Exercise text Start Marker

Attrition: An Army of Survivors


January 26, 2008: The Department of Defense met its recruiting goals for December, 2007, as it has nearly every month since the war on terror began after September 11, 2001. Last month, nearly 17,000 new recruits joined the active duty and reserve components. All the media talk of economic recession helps, as does the decline in stories about troops dying in Afghanistan or Iraq. Combat casualties were way down in December, and many (of the few)media stories coming out of Iraq are about U.S. success. Re-enlistment rates continue to be above average, which takes some of the pressure off the recruiters. Historically, the recruiters biggest problem has been a strong economy.

But the army has lowered its recruiting standards a bit in the last few years, while it also upgraded its screening and training methods. Thus quantity and quality have been maintained. But it's known from past experience that higher quality (in terms of test scores and skills) troops are better able to survive combat.

These days, survival is easier, but that leads to a problem with the long term effects of multiple combat tours. The army is facing an unprecedented situation. Never before has it had so many troops who have experienced so many days of combat. In the past (Vietnam, World War II) casualties were several times higher. but combat was not as prolonged. Thus few troops lasted 200 or more days in combat. During World War II, it was found that 200 days was the average combat exposure a soldier suffered before starting to experience debilitating PTSD (post-traumatic stress disorder).

The patterns of combat were different than during World War II. For example, the bulk of the troops in Europe went in after June 6, 1944. The fighting in Europe ended eleven months later. In the Pacific, the fighting tended to be episodic. A few months of combat were followed by many months of preparing for the next island invasion or battle. In Vietnam, not a lot of people went back for multiple tours, and those who did spend a year with a combat unit, spent less time incombat than they would in Iraq. Even during Vietnam, it was noted that many of those who were in combat for 200 or more days, did get a little punchy.

Exercise text End Marker

▶ _Exercise aim_
Extend the article on Army attrition and repeated combat tours, beginning after its final sentence about Vietnam soldiers who grew "a little punchy" after 200 or more days of combat.

Provided records Start Marker

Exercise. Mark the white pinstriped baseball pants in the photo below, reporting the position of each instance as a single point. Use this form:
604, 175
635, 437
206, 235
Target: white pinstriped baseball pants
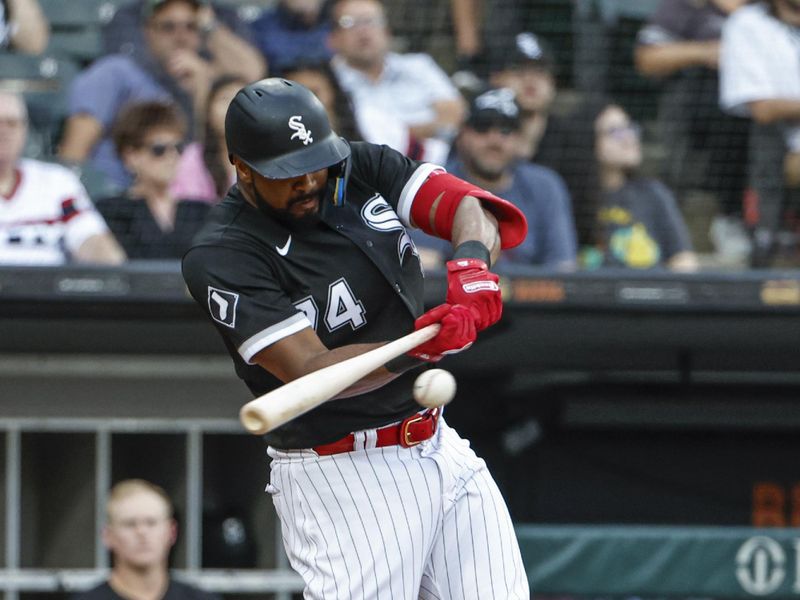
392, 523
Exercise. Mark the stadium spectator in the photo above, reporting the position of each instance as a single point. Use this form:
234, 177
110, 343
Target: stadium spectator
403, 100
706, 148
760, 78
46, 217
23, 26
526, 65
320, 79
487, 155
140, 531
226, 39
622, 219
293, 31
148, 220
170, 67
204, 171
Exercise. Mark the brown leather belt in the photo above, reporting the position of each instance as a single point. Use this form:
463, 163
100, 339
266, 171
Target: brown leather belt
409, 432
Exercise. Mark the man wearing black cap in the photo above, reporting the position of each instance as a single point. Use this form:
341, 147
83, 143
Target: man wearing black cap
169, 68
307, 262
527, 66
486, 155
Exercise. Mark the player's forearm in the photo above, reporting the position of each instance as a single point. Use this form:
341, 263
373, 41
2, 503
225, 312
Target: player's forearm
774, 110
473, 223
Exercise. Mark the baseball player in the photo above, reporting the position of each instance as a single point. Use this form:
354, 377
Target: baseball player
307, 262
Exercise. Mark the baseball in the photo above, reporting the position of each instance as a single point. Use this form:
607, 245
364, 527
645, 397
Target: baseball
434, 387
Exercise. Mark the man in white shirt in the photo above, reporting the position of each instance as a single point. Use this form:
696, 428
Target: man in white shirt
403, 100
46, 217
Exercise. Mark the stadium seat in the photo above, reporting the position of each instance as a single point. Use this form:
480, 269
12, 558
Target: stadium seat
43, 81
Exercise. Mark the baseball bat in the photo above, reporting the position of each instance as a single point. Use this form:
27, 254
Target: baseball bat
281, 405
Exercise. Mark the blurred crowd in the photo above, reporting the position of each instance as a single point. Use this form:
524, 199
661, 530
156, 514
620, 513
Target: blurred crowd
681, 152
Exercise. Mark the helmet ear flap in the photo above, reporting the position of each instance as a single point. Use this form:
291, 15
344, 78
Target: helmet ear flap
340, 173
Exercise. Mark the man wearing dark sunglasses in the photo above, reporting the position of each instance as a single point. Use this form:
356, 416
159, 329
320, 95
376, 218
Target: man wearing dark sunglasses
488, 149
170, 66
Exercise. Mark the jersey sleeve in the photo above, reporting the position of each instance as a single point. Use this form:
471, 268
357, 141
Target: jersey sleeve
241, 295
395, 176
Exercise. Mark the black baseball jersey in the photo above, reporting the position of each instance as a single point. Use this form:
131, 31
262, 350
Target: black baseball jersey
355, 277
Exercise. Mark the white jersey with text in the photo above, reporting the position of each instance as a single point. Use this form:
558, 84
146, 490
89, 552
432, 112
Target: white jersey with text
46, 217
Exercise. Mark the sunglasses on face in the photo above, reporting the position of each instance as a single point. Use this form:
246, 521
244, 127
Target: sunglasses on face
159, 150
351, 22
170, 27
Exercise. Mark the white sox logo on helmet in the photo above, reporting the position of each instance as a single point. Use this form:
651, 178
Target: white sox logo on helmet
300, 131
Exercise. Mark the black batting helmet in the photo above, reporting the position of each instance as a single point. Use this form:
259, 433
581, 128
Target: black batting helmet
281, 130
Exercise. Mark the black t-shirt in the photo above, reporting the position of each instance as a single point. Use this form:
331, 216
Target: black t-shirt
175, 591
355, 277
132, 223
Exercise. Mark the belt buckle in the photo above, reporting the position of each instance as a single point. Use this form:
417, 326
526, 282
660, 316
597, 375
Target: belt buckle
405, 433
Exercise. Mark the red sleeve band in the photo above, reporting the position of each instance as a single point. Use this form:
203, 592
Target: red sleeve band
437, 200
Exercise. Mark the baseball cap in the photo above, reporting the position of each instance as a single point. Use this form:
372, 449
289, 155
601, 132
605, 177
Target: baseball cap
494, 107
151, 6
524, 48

Provided records End Marker

▶ _Exercise output_
In Iraq, army combat troops often get 200 days of combat in one 12 month tour, which is more than their grandfathers got during all of World War II. And some troops are returning for a third tour in Iraq, which is now fifteen months. The army has found ways to avoid the onset of PTSD (better accommodations, email contact with home, prompt treatment for PTSD), but many troops are headed for uncharted territory, and an unprecedented amount of time in combat. Thusnew programs to spot PTSD as early as possible, and new treatments as well.

Then there's the money factor. Combat pay and re-enlistment bonuses for combat troops provides a temptation to ignore PTSD symptoms and stay in a combat job. There are plenty of non-combat jobs you can transfer to, and for many of those, there are also large re-enlistment bonuses. This problem largely affects senior NCOs, who take a decade or more to develop, and provide essential combat leadership. Given the experience and maturity of these men, problems are not expected. But the army and marines have to keep a close watch, because it's a unique situation and no one is sure how it will all turn out.